Exercise inputs:
— start —

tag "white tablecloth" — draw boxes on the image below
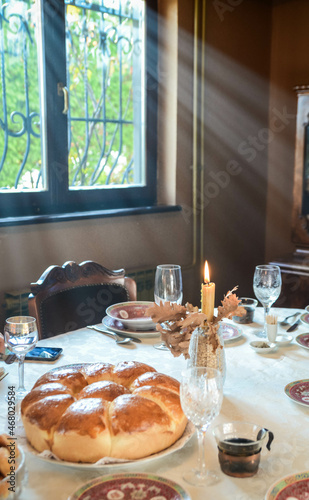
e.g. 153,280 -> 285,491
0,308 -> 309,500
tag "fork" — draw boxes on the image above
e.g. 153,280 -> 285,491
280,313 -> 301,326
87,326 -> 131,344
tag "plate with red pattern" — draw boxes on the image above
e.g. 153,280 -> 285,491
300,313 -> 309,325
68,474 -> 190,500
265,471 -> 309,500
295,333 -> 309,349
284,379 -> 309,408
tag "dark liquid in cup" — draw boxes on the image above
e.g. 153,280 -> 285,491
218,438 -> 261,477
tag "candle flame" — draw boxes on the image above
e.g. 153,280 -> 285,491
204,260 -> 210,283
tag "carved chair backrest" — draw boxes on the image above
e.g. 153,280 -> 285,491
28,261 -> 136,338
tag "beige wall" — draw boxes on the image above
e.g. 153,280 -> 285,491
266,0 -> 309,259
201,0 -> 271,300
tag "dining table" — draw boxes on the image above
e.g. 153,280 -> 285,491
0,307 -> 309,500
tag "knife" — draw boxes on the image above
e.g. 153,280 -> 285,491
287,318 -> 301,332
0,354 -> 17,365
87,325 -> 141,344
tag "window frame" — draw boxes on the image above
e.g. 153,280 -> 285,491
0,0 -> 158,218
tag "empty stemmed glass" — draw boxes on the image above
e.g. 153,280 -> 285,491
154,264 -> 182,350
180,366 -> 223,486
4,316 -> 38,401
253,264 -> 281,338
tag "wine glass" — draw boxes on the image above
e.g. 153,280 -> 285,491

— end —

Problem to work on:
Rewrite every line above with "draw boxes" changed to "outline regions" and nothing else altered, and leave the pictures out.

Final answer:
tag "white tablecloth" — outline regions on the image below
e.g. 153,280 -> 285,491
0,308 -> 309,500
tag "fork" — outline regions on the image above
e.g. 153,280 -> 285,491
280,313 -> 301,326
87,326 -> 131,344
tag "plate with red pattern" — outline regions on the image above
e.g. 153,280 -> 285,491
300,313 -> 309,325
68,474 -> 190,500
265,471 -> 309,500
295,333 -> 309,349
284,379 -> 309,408
tag "dark liquid in cup" — outline regions on the image above
e.g. 153,280 -> 285,491
218,438 -> 261,477
tag "candle flame" — outline regions on the image above
e.g. 153,280 -> 285,491
204,260 -> 210,283
tag "carved chair backrest" — outline regions on the image above
e.g. 153,280 -> 285,491
28,261 -> 136,338
tag "beige wall" — outline regions on the image above
e.g. 153,280 -> 285,491
266,0 -> 309,259
201,0 -> 271,300
tag "dining table" — outline regions on the image above
e.g. 153,280 -> 285,491
0,307 -> 309,500
tag "knife" — outline regions on the image above
e.g. 153,280 -> 285,491
287,318 -> 301,332
0,354 -> 17,365
87,325 -> 141,344
tag "window frame" — outline regions on the image above
e.g. 153,280 -> 285,491
0,0 -> 158,218
tag "empty stemmed glass" — outline regions on the image above
e.g. 153,280 -> 285,491
154,264 -> 182,350
180,366 -> 223,486
4,316 -> 38,401
253,264 -> 281,338
tag "wine glass" — outline regions on the image above
e.g. 153,280 -> 285,491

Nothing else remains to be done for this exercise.